### WHAT NEEDS TO BE DONE
Look for "flower" in the records and copy every line that has it.

### INPUT DATA
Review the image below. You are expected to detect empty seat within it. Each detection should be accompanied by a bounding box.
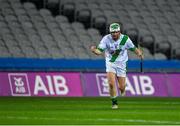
[156,40,171,54]
[79,34,92,42]
[11,2,23,10]
[56,40,71,48]
[46,0,59,12]
[39,8,52,17]
[18,15,31,22]
[75,9,91,28]
[122,22,136,33]
[87,28,101,38]
[92,15,107,35]
[174,48,180,59]
[48,46,64,59]
[0,27,11,35]
[60,2,75,22]
[2,34,15,41]
[23,2,36,11]
[53,34,67,42]
[42,37,57,47]
[74,29,87,36]
[71,22,85,30]
[0,39,5,46]
[30,15,44,22]
[60,22,72,29]
[61,46,76,59]
[63,28,75,36]
[88,2,99,10]
[154,53,167,60]
[55,15,69,23]
[140,34,155,49]
[125,28,139,45]
[19,39,32,47]
[27,9,39,17]
[36,46,51,58]
[5,15,17,22]
[14,8,26,15]
[142,47,154,60]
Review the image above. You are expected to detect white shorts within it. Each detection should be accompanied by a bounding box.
[106,62,126,77]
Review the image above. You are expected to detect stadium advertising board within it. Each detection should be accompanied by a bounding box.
[82,73,120,96]
[83,73,170,97]
[0,72,83,96]
[167,74,180,97]
[0,72,180,97]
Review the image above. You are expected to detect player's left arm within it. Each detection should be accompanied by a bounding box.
[126,37,144,59]
[134,47,144,59]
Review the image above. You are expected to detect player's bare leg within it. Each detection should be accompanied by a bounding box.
[117,76,126,96]
[107,72,118,109]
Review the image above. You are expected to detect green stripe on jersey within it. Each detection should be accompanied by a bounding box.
[109,35,129,62]
[120,35,128,45]
[109,49,121,62]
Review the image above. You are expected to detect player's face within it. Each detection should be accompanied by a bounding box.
[111,31,121,41]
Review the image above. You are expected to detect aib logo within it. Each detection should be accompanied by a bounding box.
[96,73,118,96]
[8,73,31,96]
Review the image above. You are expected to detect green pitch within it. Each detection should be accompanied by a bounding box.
[0,97,180,125]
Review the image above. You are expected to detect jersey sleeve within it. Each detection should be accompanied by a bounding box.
[96,36,107,52]
[126,37,136,51]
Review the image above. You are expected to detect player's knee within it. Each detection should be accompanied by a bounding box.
[119,85,125,91]
[108,81,115,89]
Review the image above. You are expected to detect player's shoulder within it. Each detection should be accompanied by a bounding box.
[121,34,131,41]
[101,34,112,41]
[103,34,111,39]
[121,34,129,38]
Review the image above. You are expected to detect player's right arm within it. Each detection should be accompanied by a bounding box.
[90,35,107,55]
[90,46,103,55]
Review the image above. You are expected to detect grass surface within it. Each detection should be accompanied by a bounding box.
[0,97,180,125]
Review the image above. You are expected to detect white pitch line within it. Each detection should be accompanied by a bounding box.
[97,118,180,124]
[1,116,180,125]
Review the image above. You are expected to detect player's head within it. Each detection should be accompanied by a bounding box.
[109,23,121,40]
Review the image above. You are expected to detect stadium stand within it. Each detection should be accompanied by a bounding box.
[0,0,180,62]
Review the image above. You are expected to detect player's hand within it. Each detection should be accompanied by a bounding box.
[137,45,144,59]
[135,48,144,59]
[90,45,96,52]
[137,50,144,59]
[139,49,144,59]
[139,53,144,59]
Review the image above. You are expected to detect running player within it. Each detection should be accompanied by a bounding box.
[90,23,143,109]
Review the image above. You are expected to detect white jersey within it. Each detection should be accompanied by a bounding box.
[97,34,136,70]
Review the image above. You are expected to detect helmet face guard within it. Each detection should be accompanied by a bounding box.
[109,23,120,33]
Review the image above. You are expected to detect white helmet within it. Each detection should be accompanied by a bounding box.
[109,23,120,33]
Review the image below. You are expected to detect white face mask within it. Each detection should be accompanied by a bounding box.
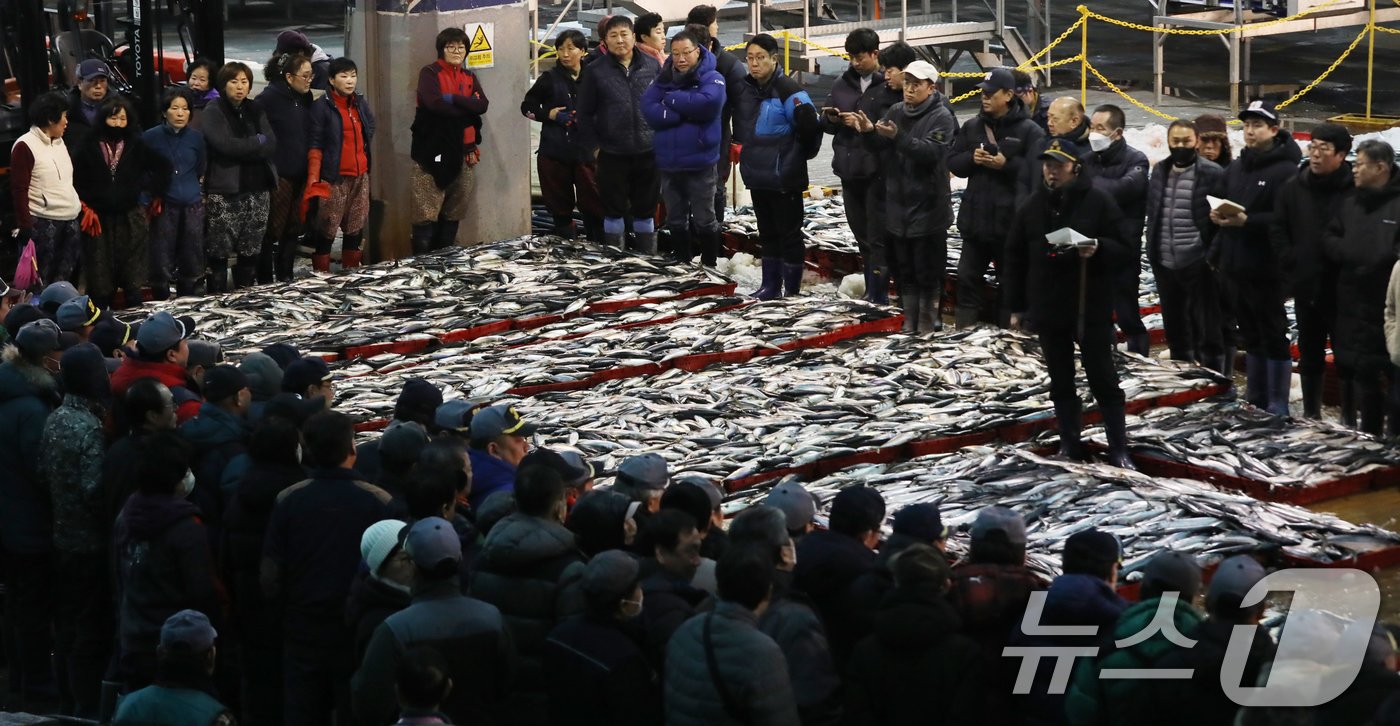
[296,444,304,464]
[1088,132,1112,153]
[177,469,196,499]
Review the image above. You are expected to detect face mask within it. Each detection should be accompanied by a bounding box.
[620,598,643,620]
[1088,132,1112,153]
[296,444,303,464]
[177,469,196,499]
[1169,146,1198,167]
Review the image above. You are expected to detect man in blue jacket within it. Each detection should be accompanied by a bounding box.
[466,404,536,510]
[642,28,727,266]
[577,15,662,252]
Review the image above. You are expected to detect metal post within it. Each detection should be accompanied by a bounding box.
[901,0,908,41]
[1154,28,1164,105]
[1367,0,1376,118]
[532,5,539,79]
[1079,5,1087,107]
[1229,1,1242,114]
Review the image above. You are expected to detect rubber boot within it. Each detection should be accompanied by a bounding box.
[149,281,170,302]
[1300,375,1323,420]
[699,230,720,267]
[900,285,920,333]
[551,215,577,239]
[918,289,941,333]
[1054,399,1084,461]
[582,217,604,244]
[955,306,979,329]
[1265,359,1293,417]
[432,219,460,250]
[861,264,876,303]
[1340,379,1358,428]
[668,227,692,263]
[634,231,658,255]
[1387,402,1400,440]
[276,232,300,281]
[175,278,198,297]
[206,258,229,294]
[1100,403,1136,470]
[868,267,890,305]
[753,258,782,300]
[781,262,804,297]
[341,233,363,269]
[1126,332,1151,356]
[603,232,626,249]
[311,253,332,273]
[232,256,258,289]
[1244,354,1268,409]
[410,223,435,255]
[1221,346,1239,394]
[256,238,277,284]
[1359,382,1385,436]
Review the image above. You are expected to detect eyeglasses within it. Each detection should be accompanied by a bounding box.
[443,43,467,52]
[1307,143,1336,156]
[293,71,313,80]
[670,47,698,57]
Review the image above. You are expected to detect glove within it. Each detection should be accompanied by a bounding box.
[255,133,268,145]
[729,143,742,164]
[466,148,481,167]
[555,109,574,125]
[299,150,329,222]
[80,204,102,237]
[146,197,164,220]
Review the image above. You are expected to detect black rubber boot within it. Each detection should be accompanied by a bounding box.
[1245,354,1268,408]
[1359,381,1385,436]
[900,285,920,333]
[868,267,890,305]
[1101,403,1136,470]
[753,258,782,300]
[206,258,229,294]
[1301,375,1323,420]
[1265,359,1293,417]
[256,239,277,285]
[276,232,300,281]
[232,256,258,290]
[699,230,720,267]
[1126,332,1151,356]
[551,215,577,239]
[1340,379,1358,429]
[781,262,804,297]
[603,232,626,249]
[410,223,435,256]
[668,227,692,263]
[1054,399,1084,461]
[432,219,461,250]
[634,231,658,255]
[918,289,941,333]
[149,281,170,301]
[582,217,604,244]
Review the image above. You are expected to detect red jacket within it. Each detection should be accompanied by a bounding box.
[110,357,203,423]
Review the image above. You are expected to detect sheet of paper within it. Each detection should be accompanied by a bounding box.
[1208,195,1246,216]
[1046,227,1095,249]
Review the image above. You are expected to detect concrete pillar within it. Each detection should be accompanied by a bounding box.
[350,0,532,261]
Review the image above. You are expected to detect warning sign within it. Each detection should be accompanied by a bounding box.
[466,22,493,69]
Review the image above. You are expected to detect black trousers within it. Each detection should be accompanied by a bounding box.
[1229,275,1291,360]
[1038,322,1126,409]
[842,177,887,271]
[956,234,1005,325]
[890,230,948,293]
[1154,260,1223,362]
[1215,268,1240,354]
[751,189,805,264]
[1294,279,1335,378]
[283,639,353,726]
[1113,236,1147,335]
[2,550,54,697]
[597,151,659,221]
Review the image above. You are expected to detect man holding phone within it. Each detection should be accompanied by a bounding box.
[948,67,1045,328]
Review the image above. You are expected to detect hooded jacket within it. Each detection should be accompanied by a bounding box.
[822,67,888,182]
[577,49,661,155]
[0,351,60,554]
[41,392,108,554]
[663,601,801,726]
[1324,166,1400,376]
[467,448,516,511]
[1274,161,1354,301]
[544,612,662,726]
[949,98,1046,241]
[733,72,822,192]
[142,122,207,207]
[345,570,412,663]
[865,92,957,237]
[1209,129,1303,277]
[641,46,727,172]
[843,586,984,725]
[522,64,590,163]
[1145,154,1225,269]
[113,492,221,654]
[254,79,314,180]
[201,95,278,196]
[1003,172,1129,330]
[223,458,305,640]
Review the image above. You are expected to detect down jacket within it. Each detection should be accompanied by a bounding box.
[1145,156,1225,269]
[641,46,727,171]
[663,601,801,726]
[1271,161,1353,301]
[577,50,660,155]
[200,95,278,196]
[822,67,888,182]
[732,72,821,192]
[865,92,957,237]
[1209,130,1303,277]
[948,99,1045,242]
[0,352,59,554]
[1324,167,1400,376]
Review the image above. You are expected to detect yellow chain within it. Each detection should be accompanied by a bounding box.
[1376,23,1400,32]
[1082,0,1351,35]
[1025,54,1084,72]
[1020,15,1086,68]
[1276,22,1369,108]
[1083,61,1181,121]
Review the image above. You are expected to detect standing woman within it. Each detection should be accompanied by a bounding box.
[410,27,488,254]
[256,52,315,283]
[201,61,277,292]
[521,29,603,241]
[732,34,821,299]
[72,95,156,310]
[185,58,220,120]
[9,91,83,288]
[143,87,207,299]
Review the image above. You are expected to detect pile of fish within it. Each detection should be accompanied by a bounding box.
[726,447,1400,580]
[333,297,899,419]
[1078,401,1400,492]
[361,328,1224,486]
[144,237,732,358]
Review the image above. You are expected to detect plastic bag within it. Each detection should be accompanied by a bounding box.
[13,239,40,291]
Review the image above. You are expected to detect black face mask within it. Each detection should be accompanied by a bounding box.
[98,122,127,142]
[1169,146,1197,167]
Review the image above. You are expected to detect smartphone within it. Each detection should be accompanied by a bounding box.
[822,106,842,121]
[979,141,999,156]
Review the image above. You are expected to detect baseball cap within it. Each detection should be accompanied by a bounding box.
[261,392,326,426]
[679,475,723,511]
[558,450,596,489]
[203,364,249,403]
[38,281,80,310]
[434,399,479,434]
[78,59,112,82]
[521,447,591,486]
[831,486,886,534]
[470,404,537,440]
[1238,99,1279,125]
[903,60,940,83]
[55,295,103,332]
[239,352,284,401]
[405,516,462,570]
[1309,123,1352,154]
[261,343,302,370]
[1205,554,1266,613]
[89,317,138,357]
[1140,549,1203,603]
[186,340,223,370]
[360,519,407,575]
[582,550,641,605]
[1040,138,1081,164]
[15,318,62,357]
[5,304,45,342]
[977,67,1016,93]
[380,421,430,464]
[616,452,670,492]
[159,609,217,653]
[137,311,195,354]
[1064,528,1122,569]
[893,503,947,542]
[764,481,817,532]
[970,506,1027,545]
[396,378,443,417]
[890,543,952,589]
[282,356,333,394]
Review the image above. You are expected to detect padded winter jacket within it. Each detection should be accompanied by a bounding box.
[948,99,1045,241]
[663,601,801,726]
[641,46,727,172]
[0,353,59,554]
[577,50,660,155]
[1092,138,1150,247]
[822,67,887,182]
[521,65,590,163]
[200,95,277,195]
[1146,156,1224,270]
[732,72,821,192]
[1271,161,1353,301]
[865,93,957,237]
[1324,168,1400,376]
[1209,130,1303,277]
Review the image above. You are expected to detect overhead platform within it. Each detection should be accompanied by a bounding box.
[795,16,1000,59]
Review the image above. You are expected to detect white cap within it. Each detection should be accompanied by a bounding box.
[360,520,407,575]
[903,60,940,82]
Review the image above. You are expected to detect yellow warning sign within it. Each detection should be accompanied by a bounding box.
[466,22,494,69]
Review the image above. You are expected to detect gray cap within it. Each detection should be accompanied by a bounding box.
[470,403,537,440]
[1205,554,1266,613]
[970,506,1027,545]
[380,420,429,464]
[617,453,670,492]
[581,550,641,605]
[138,311,194,354]
[679,475,723,511]
[405,516,461,570]
[159,609,217,653]
[764,481,816,532]
[15,318,62,357]
[1141,550,1203,603]
[239,352,284,401]
[434,399,477,433]
[558,450,596,489]
[38,281,79,309]
[56,295,102,332]
[186,340,223,369]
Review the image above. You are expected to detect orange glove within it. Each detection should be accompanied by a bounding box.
[80,204,102,237]
[466,147,481,167]
[299,150,331,222]
[729,143,742,164]
[145,198,163,220]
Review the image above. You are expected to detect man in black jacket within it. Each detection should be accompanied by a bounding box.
[1272,123,1353,420]
[949,67,1046,327]
[1089,104,1151,354]
[821,29,892,302]
[1004,139,1133,467]
[1145,119,1227,369]
[577,15,662,252]
[521,29,603,241]
[794,485,885,668]
[1210,99,1302,416]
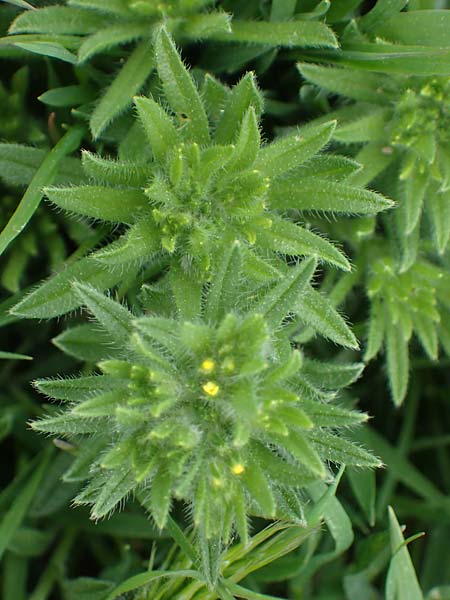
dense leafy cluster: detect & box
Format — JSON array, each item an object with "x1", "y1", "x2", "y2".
[
  {"x1": 33, "y1": 263, "x2": 377, "y2": 545},
  {"x1": 1, "y1": 1, "x2": 450, "y2": 599}
]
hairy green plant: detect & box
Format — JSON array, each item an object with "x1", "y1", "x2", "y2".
[
  {"x1": 299, "y1": 64, "x2": 450, "y2": 265},
  {"x1": 32, "y1": 252, "x2": 379, "y2": 547},
  {"x1": 10, "y1": 28, "x2": 392, "y2": 321},
  {"x1": 2, "y1": 2, "x2": 449, "y2": 599}
]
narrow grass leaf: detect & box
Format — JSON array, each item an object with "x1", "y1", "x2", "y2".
[
  {"x1": 0, "y1": 126, "x2": 84, "y2": 256},
  {"x1": 90, "y1": 39, "x2": 154, "y2": 139},
  {"x1": 0, "y1": 449, "x2": 51, "y2": 560}
]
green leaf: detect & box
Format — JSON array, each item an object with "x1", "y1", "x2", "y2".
[
  {"x1": 251, "y1": 258, "x2": 316, "y2": 328},
  {"x1": 155, "y1": 27, "x2": 209, "y2": 146},
  {"x1": 39, "y1": 84, "x2": 94, "y2": 107},
  {"x1": 296, "y1": 287, "x2": 359, "y2": 349},
  {"x1": 227, "y1": 107, "x2": 260, "y2": 171},
  {"x1": 149, "y1": 467, "x2": 173, "y2": 529},
  {"x1": 302, "y1": 359, "x2": 364, "y2": 389},
  {"x1": 91, "y1": 221, "x2": 159, "y2": 266},
  {"x1": 385, "y1": 322, "x2": 409, "y2": 406},
  {"x1": 90, "y1": 469, "x2": 137, "y2": 520},
  {"x1": 398, "y1": 170, "x2": 428, "y2": 235},
  {"x1": 258, "y1": 217, "x2": 351, "y2": 271},
  {"x1": 32, "y1": 414, "x2": 101, "y2": 435},
  {"x1": 68, "y1": 0, "x2": 131, "y2": 17},
  {"x1": 386, "y1": 507, "x2": 424, "y2": 600},
  {"x1": 45, "y1": 185, "x2": 148, "y2": 223},
  {"x1": 347, "y1": 468, "x2": 376, "y2": 526},
  {"x1": 11, "y1": 256, "x2": 126, "y2": 318},
  {"x1": 78, "y1": 23, "x2": 148, "y2": 62},
  {"x1": 298, "y1": 44, "x2": 450, "y2": 76},
  {"x1": 371, "y1": 10, "x2": 450, "y2": 47},
  {"x1": 0, "y1": 450, "x2": 51, "y2": 560},
  {"x1": 34, "y1": 375, "x2": 118, "y2": 402},
  {"x1": 72, "y1": 283, "x2": 132, "y2": 345},
  {"x1": 134, "y1": 95, "x2": 180, "y2": 163},
  {"x1": 9, "y1": 6, "x2": 104, "y2": 35},
  {"x1": 91, "y1": 219, "x2": 159, "y2": 264},
  {"x1": 105, "y1": 570, "x2": 204, "y2": 600},
  {"x1": 242, "y1": 461, "x2": 276, "y2": 517},
  {"x1": 308, "y1": 432, "x2": 381, "y2": 467},
  {"x1": 255, "y1": 121, "x2": 336, "y2": 178},
  {"x1": 2, "y1": 0, "x2": 34, "y2": 8},
  {"x1": 302, "y1": 400, "x2": 368, "y2": 428},
  {"x1": 12, "y1": 41, "x2": 78, "y2": 63},
  {"x1": 299, "y1": 63, "x2": 393, "y2": 104},
  {"x1": 364, "y1": 299, "x2": 385, "y2": 361},
  {"x1": 0, "y1": 127, "x2": 84, "y2": 257},
  {"x1": 269, "y1": 177, "x2": 393, "y2": 214},
  {"x1": 427, "y1": 187, "x2": 450, "y2": 255},
  {"x1": 305, "y1": 477, "x2": 354, "y2": 574},
  {"x1": 169, "y1": 264, "x2": 202, "y2": 321},
  {"x1": 0, "y1": 351, "x2": 32, "y2": 360},
  {"x1": 273, "y1": 432, "x2": 326, "y2": 477},
  {"x1": 90, "y1": 39, "x2": 154, "y2": 139},
  {"x1": 296, "y1": 155, "x2": 362, "y2": 182},
  {"x1": 211, "y1": 19, "x2": 338, "y2": 48},
  {"x1": 214, "y1": 72, "x2": 263, "y2": 144},
  {"x1": 205, "y1": 238, "x2": 242, "y2": 322},
  {"x1": 0, "y1": 144, "x2": 84, "y2": 188},
  {"x1": 81, "y1": 150, "x2": 148, "y2": 188},
  {"x1": 359, "y1": 0, "x2": 408, "y2": 32},
  {"x1": 53, "y1": 323, "x2": 116, "y2": 362},
  {"x1": 334, "y1": 108, "x2": 390, "y2": 143},
  {"x1": 178, "y1": 12, "x2": 232, "y2": 40},
  {"x1": 270, "y1": 0, "x2": 297, "y2": 21}
]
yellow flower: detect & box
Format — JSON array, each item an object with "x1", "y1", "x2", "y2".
[
  {"x1": 202, "y1": 381, "x2": 219, "y2": 396},
  {"x1": 231, "y1": 463, "x2": 245, "y2": 475}
]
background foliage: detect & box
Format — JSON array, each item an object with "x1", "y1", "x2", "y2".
[{"x1": 1, "y1": 1, "x2": 450, "y2": 599}]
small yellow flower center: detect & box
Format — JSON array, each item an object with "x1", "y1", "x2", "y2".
[
  {"x1": 231, "y1": 463, "x2": 245, "y2": 475},
  {"x1": 200, "y1": 358, "x2": 215, "y2": 373},
  {"x1": 202, "y1": 381, "x2": 219, "y2": 396}
]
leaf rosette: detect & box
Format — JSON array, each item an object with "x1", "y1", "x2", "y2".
[
  {"x1": 32, "y1": 254, "x2": 378, "y2": 544},
  {"x1": 12, "y1": 29, "x2": 391, "y2": 320}
]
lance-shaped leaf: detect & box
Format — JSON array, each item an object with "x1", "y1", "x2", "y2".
[
  {"x1": 53, "y1": 323, "x2": 116, "y2": 362},
  {"x1": 90, "y1": 39, "x2": 154, "y2": 139},
  {"x1": 255, "y1": 121, "x2": 336, "y2": 178},
  {"x1": 214, "y1": 72, "x2": 263, "y2": 144},
  {"x1": 226, "y1": 107, "x2": 260, "y2": 171},
  {"x1": 81, "y1": 150, "x2": 149, "y2": 188},
  {"x1": 92, "y1": 220, "x2": 159, "y2": 266},
  {"x1": 307, "y1": 432, "x2": 381, "y2": 468},
  {"x1": 258, "y1": 217, "x2": 351, "y2": 272},
  {"x1": 251, "y1": 257, "x2": 317, "y2": 329},
  {"x1": 34, "y1": 375, "x2": 119, "y2": 402},
  {"x1": 211, "y1": 19, "x2": 338, "y2": 48},
  {"x1": 72, "y1": 283, "x2": 133, "y2": 345},
  {"x1": 296, "y1": 287, "x2": 359, "y2": 349},
  {"x1": 155, "y1": 27, "x2": 209, "y2": 146},
  {"x1": 385, "y1": 322, "x2": 409, "y2": 407},
  {"x1": 299, "y1": 63, "x2": 393, "y2": 104},
  {"x1": 273, "y1": 432, "x2": 326, "y2": 478},
  {"x1": 45, "y1": 186, "x2": 148, "y2": 223},
  {"x1": 11, "y1": 256, "x2": 127, "y2": 319},
  {"x1": 205, "y1": 238, "x2": 242, "y2": 322},
  {"x1": 269, "y1": 177, "x2": 393, "y2": 214},
  {"x1": 78, "y1": 23, "x2": 149, "y2": 62},
  {"x1": 134, "y1": 96, "x2": 181, "y2": 163}
]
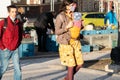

### SOLUTION FOR THIS TASK
yellow flower: detect & box
small yellow flower center: detect & box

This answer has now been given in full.